+++ SOURCE PASSAGE

Chief Technology Officer, Randy Merilatt, discusses the ins and outs of RDM Embedded 10.0. As one of the original developers of the project, Randy talks about new core API functions, RDMe’s addition of SQL and more.

Before I fully take on the CTO role, I am still in the process of discharging my final responsibilities as the principal developer of the new SQL for RDM Embedded (RDMe). In this blog article, I want to relate some of the experiences I have had as a software engineer who uses RDMe. Now, granted, I am not what one would consider an objective user. I am unabashedly biased. Moreover, I am an expert in the use of RDMe. After all, I was one of the original developers of the product. However, I have had no engineering involvement in its development for many years now and am now a user of the product of the engineering effort of others. So, what I am about to share is true and I do not exaggerate.

SQL is essentially just an RDMe application program. While we have added some new core API functions to the RDMe runtime in order to support the needs of SQL, those new functions will be available to all users so that there is nothing that SQL utilizes from RDMe that is not available to everyone. Since, at the time of this writing, SQL is still under development, I must state that my use of RDMe has been primarily in a test and debug mode. That’s not to say that there hasn’t been some intensive RDMe use, however, as one of the example databases that is referenced in the new SQL User’s Guide contains several tables (record types) each containing well over 100,000 rows (record occurrences). To give you some idea of the breadth of RDMe runtime usage, the table at the end of this article shows all of the core API functions that are used in SQL. SQL also uses many of the RDMe PSP (Platform Support Package) functions.

++++++
+++ ENTRIES SUPPLIED

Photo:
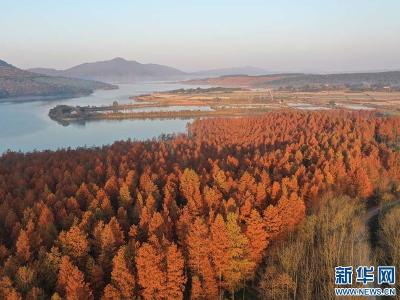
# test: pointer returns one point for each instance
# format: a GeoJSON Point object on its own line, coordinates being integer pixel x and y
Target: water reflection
{"type": "Point", "coordinates": [27, 127]}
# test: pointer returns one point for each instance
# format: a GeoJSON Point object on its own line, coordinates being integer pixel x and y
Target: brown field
{"type": "Point", "coordinates": [386, 101]}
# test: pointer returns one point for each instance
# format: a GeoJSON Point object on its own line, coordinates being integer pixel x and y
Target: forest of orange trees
{"type": "Point", "coordinates": [191, 216]}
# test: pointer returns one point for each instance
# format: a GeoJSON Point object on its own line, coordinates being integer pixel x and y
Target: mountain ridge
{"type": "Point", "coordinates": [117, 70]}
{"type": "Point", "coordinates": [22, 85]}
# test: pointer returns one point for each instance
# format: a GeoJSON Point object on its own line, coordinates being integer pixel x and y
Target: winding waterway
{"type": "Point", "coordinates": [26, 126]}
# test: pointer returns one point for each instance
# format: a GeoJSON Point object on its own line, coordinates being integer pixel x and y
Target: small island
{"type": "Point", "coordinates": [224, 102]}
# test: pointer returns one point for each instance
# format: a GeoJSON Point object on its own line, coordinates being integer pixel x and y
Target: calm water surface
{"type": "Point", "coordinates": [27, 127]}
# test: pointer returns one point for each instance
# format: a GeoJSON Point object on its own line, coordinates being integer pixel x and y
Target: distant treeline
{"type": "Point", "coordinates": [205, 90]}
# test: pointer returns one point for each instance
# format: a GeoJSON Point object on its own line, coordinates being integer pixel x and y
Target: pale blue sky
{"type": "Point", "coordinates": [297, 35]}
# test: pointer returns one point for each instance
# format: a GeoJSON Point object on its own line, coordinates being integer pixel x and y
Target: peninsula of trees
{"type": "Point", "coordinates": [190, 216]}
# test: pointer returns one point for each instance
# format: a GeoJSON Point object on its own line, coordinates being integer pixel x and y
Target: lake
{"type": "Point", "coordinates": [26, 126]}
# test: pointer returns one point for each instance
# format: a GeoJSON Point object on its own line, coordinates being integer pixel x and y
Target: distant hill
{"type": "Point", "coordinates": [25, 85]}
{"type": "Point", "coordinates": [301, 80]}
{"type": "Point", "coordinates": [247, 70]}
{"type": "Point", "coordinates": [117, 70]}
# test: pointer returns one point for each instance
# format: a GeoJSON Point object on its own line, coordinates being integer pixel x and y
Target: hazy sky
{"type": "Point", "coordinates": [296, 35]}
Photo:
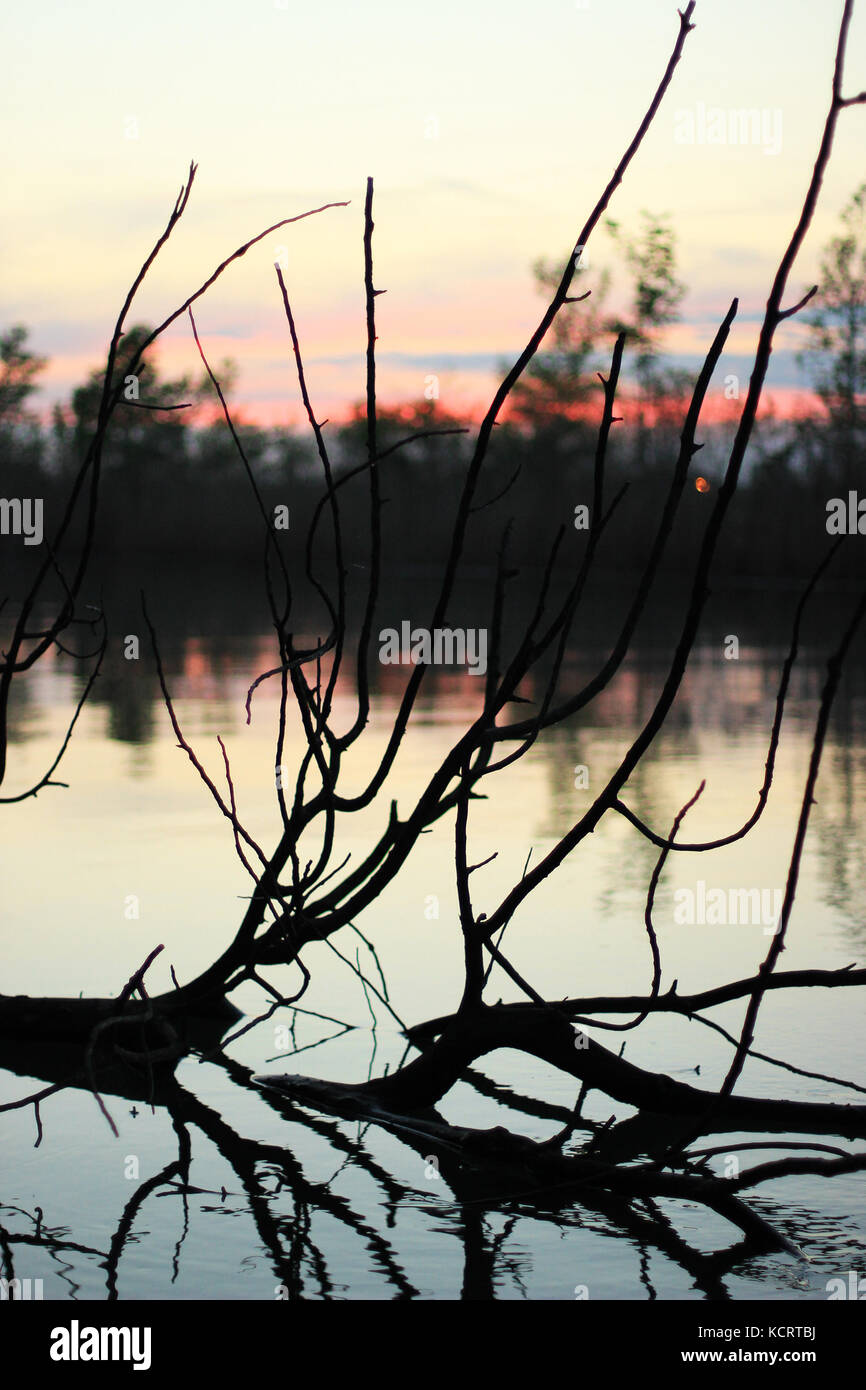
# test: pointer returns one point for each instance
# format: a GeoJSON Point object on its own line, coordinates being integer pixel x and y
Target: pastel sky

++++++

» PROBLEMS TO WORK ON:
**A)** Using the RDM Embedded article, answer these:
(i) What role is the author about to fully take on?
(ii) What does PSP stand for?
(iii) How many rows does each of several tables in one example database contain?
**B)** Resume the RDM Embedded article, picking up right after its final sentence.
The records stand apart from the RDM Embedded article and are separate material.

» THE RESPONSES:
**A)**
(i) The CTO (Chief Technology Officer) role
(ii) Platform Support Package
(iii) Well over 100,000 rows

**B)**
The version of RDMe being used is the new version that will be released with SQL. It is based on RDMe 10.0. I have performed my testing using one or more (when testing database unions) RDMe Transactional File Servers (TFS) running as separate processes on my quad-core Windows 7 computer. In all of the testing I have done so far, I have encountered many bugs in my own (new) code but I have encountered very few bugs in the RDMe runtime. In fact, the only bugs I have encountered have been in the new functionality that is being added to the RDMe runtime to support SQL (subsequently fixed, by the way). I have had no problems whatsoever in my use of the RDMe 10.0 system. It has operated for me with very good performance and is a high availability database. In fact, this also seems to be true of our other RDMe 10.0 users. Since its release last July, we have had very few reports of any problems with it from our users—a credit to the great work put in by the Raima Q/A team.

I have come to love the TFS architecture because it has yet to crash. SQL has crashed often during debug sessions (the inevitable memory fault, etc.), but the TFS simply recognizes the disconnection and continues to run. Because the RDMe runtime is separate from the TFS, it is much more difficult for an application to corrupt the database (not impossible, just more difficult). I have not yet had any database corruption occur in my testing and debugging of SQL.

I also love the read-only transaction capability and have incorporated its use into the new SQL’s SELECT statement processing. When read-only transaction mode is used, executing a SELECT statement will automatically issue d_trrobegin call instead of issuing the needed table read locks. No locks are needed and no blocking of any database operations occur. It is very fast, and very clean.

If you are an RDM Embedded user and you have not yet decided to upgrade to version 10.0, let me encourage you to do so. Explore the capabilities that the new TFS architecture provides. The flexibility and reliability you will gain, I believe, is well worth it.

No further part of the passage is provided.